- _Requirement_
Reproduce the items verbatim, from their first line through the line that contains "109], [305, 174, 329, 207]]", with both ends included.

- _Dataset excerpts_
____________

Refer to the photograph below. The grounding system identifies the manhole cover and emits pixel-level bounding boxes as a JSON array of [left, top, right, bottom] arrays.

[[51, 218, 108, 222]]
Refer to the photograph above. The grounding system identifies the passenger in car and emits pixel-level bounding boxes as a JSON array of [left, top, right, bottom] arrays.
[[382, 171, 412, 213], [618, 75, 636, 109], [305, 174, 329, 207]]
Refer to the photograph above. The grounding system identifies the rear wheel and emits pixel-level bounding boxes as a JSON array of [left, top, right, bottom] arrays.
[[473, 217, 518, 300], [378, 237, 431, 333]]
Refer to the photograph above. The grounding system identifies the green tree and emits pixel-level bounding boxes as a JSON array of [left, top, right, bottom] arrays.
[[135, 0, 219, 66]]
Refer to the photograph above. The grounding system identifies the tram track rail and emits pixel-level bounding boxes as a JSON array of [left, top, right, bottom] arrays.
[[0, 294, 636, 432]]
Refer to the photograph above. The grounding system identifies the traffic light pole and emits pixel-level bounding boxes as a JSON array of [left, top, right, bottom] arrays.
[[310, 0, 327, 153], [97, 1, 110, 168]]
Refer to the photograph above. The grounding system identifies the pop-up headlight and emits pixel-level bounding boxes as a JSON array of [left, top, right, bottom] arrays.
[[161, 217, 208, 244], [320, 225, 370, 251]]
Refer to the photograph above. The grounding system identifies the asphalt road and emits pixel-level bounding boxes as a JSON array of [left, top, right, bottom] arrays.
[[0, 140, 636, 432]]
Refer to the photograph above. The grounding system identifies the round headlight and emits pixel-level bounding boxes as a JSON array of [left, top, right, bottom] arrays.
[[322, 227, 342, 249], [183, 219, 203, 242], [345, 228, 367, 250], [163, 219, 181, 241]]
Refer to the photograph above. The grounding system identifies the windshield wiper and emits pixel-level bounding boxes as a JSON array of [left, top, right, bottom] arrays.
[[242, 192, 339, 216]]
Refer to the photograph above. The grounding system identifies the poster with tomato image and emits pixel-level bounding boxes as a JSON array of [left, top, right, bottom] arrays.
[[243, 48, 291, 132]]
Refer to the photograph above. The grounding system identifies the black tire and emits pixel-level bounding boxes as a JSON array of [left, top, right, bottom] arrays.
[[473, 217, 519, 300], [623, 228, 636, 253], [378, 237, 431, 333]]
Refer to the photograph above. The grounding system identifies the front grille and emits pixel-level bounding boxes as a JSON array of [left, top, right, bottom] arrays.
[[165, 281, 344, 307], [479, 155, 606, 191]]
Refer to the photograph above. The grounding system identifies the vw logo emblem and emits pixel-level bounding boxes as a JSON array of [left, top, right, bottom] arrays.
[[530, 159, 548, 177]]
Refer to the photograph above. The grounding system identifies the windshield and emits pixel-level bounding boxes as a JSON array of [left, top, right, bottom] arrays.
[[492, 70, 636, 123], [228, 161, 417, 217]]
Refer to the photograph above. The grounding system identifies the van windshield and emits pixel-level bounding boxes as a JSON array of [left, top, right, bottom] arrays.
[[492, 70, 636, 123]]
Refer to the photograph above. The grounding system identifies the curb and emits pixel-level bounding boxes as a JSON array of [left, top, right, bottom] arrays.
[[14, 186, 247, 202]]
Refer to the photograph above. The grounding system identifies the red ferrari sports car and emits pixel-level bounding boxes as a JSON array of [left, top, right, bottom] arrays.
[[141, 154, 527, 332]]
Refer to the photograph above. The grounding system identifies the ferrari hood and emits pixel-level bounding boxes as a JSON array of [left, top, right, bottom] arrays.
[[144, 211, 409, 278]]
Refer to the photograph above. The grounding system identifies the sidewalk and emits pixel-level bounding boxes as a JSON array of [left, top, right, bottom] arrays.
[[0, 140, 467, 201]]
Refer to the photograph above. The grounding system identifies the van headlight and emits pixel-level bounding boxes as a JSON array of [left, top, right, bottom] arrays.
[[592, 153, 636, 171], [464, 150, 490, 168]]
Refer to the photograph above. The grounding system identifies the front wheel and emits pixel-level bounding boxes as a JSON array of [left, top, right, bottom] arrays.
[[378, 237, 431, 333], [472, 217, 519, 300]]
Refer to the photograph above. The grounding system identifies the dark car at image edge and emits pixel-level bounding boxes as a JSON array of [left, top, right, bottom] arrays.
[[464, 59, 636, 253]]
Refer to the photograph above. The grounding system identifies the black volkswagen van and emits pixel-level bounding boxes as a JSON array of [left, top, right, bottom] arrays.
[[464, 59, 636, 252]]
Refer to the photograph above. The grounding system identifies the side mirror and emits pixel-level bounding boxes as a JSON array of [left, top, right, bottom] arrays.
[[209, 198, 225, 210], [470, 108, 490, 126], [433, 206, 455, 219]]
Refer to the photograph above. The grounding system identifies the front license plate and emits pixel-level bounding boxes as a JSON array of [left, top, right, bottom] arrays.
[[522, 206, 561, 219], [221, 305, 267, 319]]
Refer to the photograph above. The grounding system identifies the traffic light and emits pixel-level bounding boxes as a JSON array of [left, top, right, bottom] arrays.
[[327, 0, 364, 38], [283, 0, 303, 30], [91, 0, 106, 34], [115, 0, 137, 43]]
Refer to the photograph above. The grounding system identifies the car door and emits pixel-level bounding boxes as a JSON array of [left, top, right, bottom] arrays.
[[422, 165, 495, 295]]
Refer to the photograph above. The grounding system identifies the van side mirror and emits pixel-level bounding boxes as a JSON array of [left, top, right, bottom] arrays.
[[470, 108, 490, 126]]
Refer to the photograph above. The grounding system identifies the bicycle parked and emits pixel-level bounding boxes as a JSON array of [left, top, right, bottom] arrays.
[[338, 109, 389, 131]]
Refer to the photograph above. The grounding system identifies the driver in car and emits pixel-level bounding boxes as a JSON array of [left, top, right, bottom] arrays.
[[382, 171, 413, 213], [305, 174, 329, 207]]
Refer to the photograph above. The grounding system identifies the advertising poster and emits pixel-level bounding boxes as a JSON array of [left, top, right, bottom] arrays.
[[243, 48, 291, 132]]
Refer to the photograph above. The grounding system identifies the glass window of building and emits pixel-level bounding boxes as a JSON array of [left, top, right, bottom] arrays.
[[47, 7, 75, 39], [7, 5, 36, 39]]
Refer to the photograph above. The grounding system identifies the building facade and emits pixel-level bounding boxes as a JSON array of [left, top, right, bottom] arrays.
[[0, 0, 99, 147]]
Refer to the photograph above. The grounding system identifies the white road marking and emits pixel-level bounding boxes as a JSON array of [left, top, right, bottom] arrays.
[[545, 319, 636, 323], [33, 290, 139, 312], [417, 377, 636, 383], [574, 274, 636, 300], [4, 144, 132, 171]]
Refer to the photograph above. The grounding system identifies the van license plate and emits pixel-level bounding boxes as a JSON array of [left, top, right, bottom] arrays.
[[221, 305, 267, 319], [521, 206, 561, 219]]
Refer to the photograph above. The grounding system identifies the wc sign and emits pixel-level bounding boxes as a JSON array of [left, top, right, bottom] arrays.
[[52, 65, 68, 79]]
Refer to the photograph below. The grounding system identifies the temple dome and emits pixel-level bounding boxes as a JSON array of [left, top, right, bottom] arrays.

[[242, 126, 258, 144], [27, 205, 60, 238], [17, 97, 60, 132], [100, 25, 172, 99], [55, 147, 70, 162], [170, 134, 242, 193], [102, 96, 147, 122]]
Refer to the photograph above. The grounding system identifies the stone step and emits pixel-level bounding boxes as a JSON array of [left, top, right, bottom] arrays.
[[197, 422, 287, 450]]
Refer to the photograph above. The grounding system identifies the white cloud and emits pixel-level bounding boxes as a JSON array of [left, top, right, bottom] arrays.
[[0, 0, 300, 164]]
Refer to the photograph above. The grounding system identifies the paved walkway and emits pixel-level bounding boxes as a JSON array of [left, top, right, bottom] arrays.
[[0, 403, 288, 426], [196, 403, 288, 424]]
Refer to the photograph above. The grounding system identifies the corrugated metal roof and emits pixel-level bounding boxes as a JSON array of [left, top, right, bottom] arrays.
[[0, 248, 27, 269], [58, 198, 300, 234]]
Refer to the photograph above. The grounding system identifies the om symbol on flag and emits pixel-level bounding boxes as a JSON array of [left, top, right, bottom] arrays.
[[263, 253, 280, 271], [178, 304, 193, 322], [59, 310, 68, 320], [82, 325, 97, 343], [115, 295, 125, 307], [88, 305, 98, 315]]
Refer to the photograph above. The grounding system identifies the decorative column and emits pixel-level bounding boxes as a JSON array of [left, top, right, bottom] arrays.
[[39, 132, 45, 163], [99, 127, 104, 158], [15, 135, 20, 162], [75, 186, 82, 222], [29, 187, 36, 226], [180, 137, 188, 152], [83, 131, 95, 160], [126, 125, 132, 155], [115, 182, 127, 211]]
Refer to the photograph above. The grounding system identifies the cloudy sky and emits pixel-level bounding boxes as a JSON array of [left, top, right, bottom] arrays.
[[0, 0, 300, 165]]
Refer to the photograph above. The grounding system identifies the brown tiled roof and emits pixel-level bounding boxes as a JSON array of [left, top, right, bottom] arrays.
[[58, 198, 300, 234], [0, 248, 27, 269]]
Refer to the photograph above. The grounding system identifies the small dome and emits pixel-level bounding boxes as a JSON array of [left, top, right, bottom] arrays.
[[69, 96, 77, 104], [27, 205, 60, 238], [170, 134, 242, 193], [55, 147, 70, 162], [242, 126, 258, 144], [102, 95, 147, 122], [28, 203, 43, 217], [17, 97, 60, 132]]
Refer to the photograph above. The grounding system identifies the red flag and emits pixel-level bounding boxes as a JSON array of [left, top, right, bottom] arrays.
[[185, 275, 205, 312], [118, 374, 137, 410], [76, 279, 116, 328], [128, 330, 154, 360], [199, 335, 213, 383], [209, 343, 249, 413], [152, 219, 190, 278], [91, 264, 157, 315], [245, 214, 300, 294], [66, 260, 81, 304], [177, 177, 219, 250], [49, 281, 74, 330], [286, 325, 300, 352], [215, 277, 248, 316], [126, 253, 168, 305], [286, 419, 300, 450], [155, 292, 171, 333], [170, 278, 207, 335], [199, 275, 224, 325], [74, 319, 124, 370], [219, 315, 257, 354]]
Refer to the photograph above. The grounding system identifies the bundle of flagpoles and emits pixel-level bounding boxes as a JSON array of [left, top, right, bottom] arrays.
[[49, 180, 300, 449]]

____________

- _Response to this task_
Refer to the photograph below. The grounding system identifies the manhole cover and emits pixel-level bounding boxes as a JSON array of [left, top, right, bottom] arrays.

[[51, 218, 108, 222]]
Refer to the photograph above. The grounding system identifies the passenger in car and emits pixel-level bounding boxes as a JSON array of [left, top, right, bottom] arrays.
[[382, 171, 412, 213], [618, 75, 636, 109], [305, 174, 329, 207]]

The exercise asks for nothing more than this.